MATERIAL SUPPLIED:

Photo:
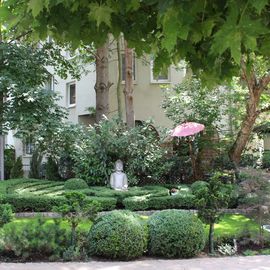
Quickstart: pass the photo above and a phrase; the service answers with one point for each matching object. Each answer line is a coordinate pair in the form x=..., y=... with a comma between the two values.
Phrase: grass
x=234, y=225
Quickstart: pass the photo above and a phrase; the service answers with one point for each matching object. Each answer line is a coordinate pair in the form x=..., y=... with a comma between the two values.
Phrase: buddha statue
x=118, y=179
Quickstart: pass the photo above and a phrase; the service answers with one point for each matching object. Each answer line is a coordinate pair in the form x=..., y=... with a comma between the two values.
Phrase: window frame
x=71, y=105
x=28, y=147
x=134, y=68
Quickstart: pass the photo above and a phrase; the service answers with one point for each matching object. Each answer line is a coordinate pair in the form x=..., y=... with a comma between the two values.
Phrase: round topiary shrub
x=175, y=234
x=75, y=183
x=118, y=235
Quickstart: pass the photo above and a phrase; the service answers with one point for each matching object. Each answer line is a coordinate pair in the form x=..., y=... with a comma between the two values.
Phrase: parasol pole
x=193, y=160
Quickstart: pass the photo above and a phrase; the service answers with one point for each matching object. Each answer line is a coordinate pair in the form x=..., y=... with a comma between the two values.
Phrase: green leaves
x=100, y=13
x=173, y=28
x=259, y=4
x=36, y=6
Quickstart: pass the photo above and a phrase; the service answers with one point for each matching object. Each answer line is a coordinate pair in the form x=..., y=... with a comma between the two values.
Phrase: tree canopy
x=211, y=35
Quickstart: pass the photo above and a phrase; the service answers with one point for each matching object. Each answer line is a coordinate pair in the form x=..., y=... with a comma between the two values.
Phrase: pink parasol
x=187, y=129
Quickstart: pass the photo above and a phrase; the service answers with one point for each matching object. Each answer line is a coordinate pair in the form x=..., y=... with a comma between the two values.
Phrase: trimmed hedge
x=175, y=234
x=75, y=184
x=118, y=235
x=159, y=203
x=46, y=203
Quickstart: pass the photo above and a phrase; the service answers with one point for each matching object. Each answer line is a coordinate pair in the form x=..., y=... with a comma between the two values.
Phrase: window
x=71, y=94
x=49, y=84
x=28, y=146
x=123, y=75
x=162, y=77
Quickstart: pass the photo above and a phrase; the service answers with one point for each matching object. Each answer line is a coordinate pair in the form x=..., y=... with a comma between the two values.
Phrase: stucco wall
x=148, y=96
x=85, y=93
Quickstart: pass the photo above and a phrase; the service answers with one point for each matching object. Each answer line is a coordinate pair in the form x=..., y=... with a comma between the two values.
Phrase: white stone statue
x=118, y=179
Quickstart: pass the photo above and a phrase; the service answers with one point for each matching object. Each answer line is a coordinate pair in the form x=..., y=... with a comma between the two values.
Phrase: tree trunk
x=246, y=128
x=211, y=238
x=128, y=91
x=102, y=85
x=118, y=90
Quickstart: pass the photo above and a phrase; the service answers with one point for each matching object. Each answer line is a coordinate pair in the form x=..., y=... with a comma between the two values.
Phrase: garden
x=114, y=192
x=120, y=189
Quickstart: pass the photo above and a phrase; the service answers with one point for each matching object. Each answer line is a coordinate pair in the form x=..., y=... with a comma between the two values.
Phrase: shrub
x=52, y=170
x=36, y=239
x=75, y=183
x=75, y=209
x=197, y=186
x=6, y=214
x=164, y=202
x=17, y=169
x=209, y=199
x=175, y=234
x=139, y=148
x=118, y=235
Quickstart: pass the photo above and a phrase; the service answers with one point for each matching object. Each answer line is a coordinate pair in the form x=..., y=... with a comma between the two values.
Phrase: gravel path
x=226, y=263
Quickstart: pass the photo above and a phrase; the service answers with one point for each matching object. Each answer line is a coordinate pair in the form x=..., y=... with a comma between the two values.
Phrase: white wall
x=85, y=93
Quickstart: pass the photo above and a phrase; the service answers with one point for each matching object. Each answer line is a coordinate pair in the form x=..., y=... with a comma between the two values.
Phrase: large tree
x=216, y=37
x=91, y=24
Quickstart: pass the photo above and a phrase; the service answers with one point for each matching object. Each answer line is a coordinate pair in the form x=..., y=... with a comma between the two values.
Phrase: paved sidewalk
x=227, y=263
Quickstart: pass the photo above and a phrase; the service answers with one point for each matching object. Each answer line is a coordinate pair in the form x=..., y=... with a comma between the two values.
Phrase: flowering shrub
x=101, y=145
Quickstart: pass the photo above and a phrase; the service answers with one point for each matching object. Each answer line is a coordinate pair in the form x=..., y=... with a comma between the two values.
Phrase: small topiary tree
x=175, y=234
x=75, y=184
x=118, y=235
x=76, y=208
x=35, y=165
x=210, y=198
x=9, y=160
x=6, y=214
x=17, y=169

ACTIVITY:
Each entry must be reproduced word for word, and any image among them left out.

TASK RESPONSE:
Photo:
Quickstart: pass the photo above and a phrase; the service answers with one point for each matching object. Each answer line is a coordinate pair in the form x=..., y=... with a comma between the two values.
Phrase: grass
x=234, y=225
Quickstart: pass the photo above and a phrase; the service answers with one point for each matching object. Each answer line is a coordinate pair in the form x=..., y=... with a comma between the two values.
Phrase: buddha statue
x=118, y=179
Quickstart: pass the photo above and a phrase; the service answers with one point for each matching object. Each answer line is a coordinate pair in the form x=..., y=... with a comma between the two values.
Phrase: window frame
x=71, y=105
x=28, y=147
x=134, y=68
Quickstart: pass the photo above and a phrase; the service answers with one point for each matching object. Each answer line is a coordinate pair in the form x=..., y=... with a comma between the two values.
Phrase: round topiary shrub
x=175, y=234
x=75, y=183
x=118, y=235
Quickstart: pass the photo above and a phrase; the service answers with one point for each matching object. Each answer line is a coordinate pair in the form x=..., y=... with a comma between the two values.
Phrase: parasol pole
x=193, y=160
Quickstart: pass the photo above and a phrase; the service answers with one point for each matching object. Each answer line is a coordinate pair in the form x=..., y=... with a comma between the two values.
Phrase: green leaves
x=100, y=13
x=173, y=28
x=259, y=4
x=36, y=6
Quickstart: pass the photo above and a phrase; the service answers with one point for each matching object. Each answer line is a coordinate pair in the form x=..., y=... with a comma between the two values.
Phrase: tree canopy
x=211, y=35
Quickstart: pass the photo above and a phrase; the service answers with one point for each matching object. Each answer line is a coordinate pair in the form x=..., y=... with a comma between the two values.
Phrase: pink parasol
x=187, y=129
Quickstart: pass the photo above and a phrase; the service answers with one point for each matching object. Each answer line is a coordinate pair in the form x=..., y=... with a comma between the two values.
Phrase: trimmed hedge
x=175, y=234
x=75, y=184
x=118, y=235
x=159, y=203
x=46, y=203
Quickstart: pass the photo above and a phrase; the service answers with one point for each matching object. Each answer line is a coordinate pair in the form x=..., y=... with a comma between the two values.
Phrase: window
x=71, y=94
x=49, y=84
x=28, y=146
x=123, y=75
x=162, y=77
Quickstart: pass the photo above and a phrase; the service answers with one point for each matching object. Each answer line is a coordinate pair in the form x=..., y=... with a comma between the two values.
Phrase: stucco wall
x=148, y=96
x=85, y=93
Quickstart: pass the photo above and a phrase; the service answers with one point for each matching object. Each answer line is a coordinate pair in the form x=..., y=... with a comma between the two values.
Phrase: white stone statue
x=118, y=179
Quickstart: pass the photo above and a phrase; the service answers with one point for each matching object. Each answer line is a coordinate pair in the form x=..., y=... with a comma between the two values.
Phrase: tree trunk
x=246, y=128
x=211, y=238
x=128, y=91
x=102, y=85
x=118, y=90
Quickstart: pass the photo above and a phrase; the service answers with one point for each matching object. Each answer line is a coordinate pair in the form x=..., y=... with a comma between the two values.
Phrase: garden
x=114, y=192
x=120, y=189
Quickstart: pass the photo above and a phrase; the service answers with one point for each matching object. Each answer line is a coordinate pair in the form x=..., y=... with a comma between the two values.
Phrase: shrub
x=52, y=170
x=36, y=239
x=75, y=183
x=75, y=209
x=197, y=186
x=6, y=214
x=164, y=202
x=17, y=169
x=209, y=199
x=175, y=234
x=139, y=148
x=118, y=235
Quickstart: pass the photo above and a phrase; the service answers with one point for each matching object. Each answer line is a coordinate pair in the form x=..., y=... with a comma between the two values.
Phrase: gravel path
x=226, y=263
Quickstart: pass the photo above and a phrase; the service answers with one point for each matching object. Each answer line is a coordinate pair in the form x=..., y=... with a comma between the two values.
Phrase: white wall
x=85, y=93
Quickstart: pass the photo above and a phrase; the service answers with one point for each matching object. Each answer line is a coordinate pair in the form x=..., y=... with a comma between the two values.
Phrase: large tree
x=216, y=37
x=91, y=24
Quickstart: pass the photo above and a phrase; the service answers with one point for each matching object. Each answer line is a coordinate pair in the form x=..., y=... with a comma between the two values.
Phrase: paved sidewalk
x=227, y=263
Quickstart: pass the photo above and a phrase; the service answers with one point for each matching object. Each answer line is a coordinate pair in the form x=..., y=... with a comma between the two values.
Phrase: flowering shrub
x=101, y=145
Quickstart: pass the photo above and a phrase; the service answers with one point for each matching object. Each answer line is a coordinate pair in the form x=..., y=... with a comma between the two values.
Phrase: small topiary tree
x=175, y=234
x=75, y=184
x=118, y=235
x=76, y=208
x=35, y=165
x=210, y=198
x=9, y=160
x=6, y=214
x=17, y=169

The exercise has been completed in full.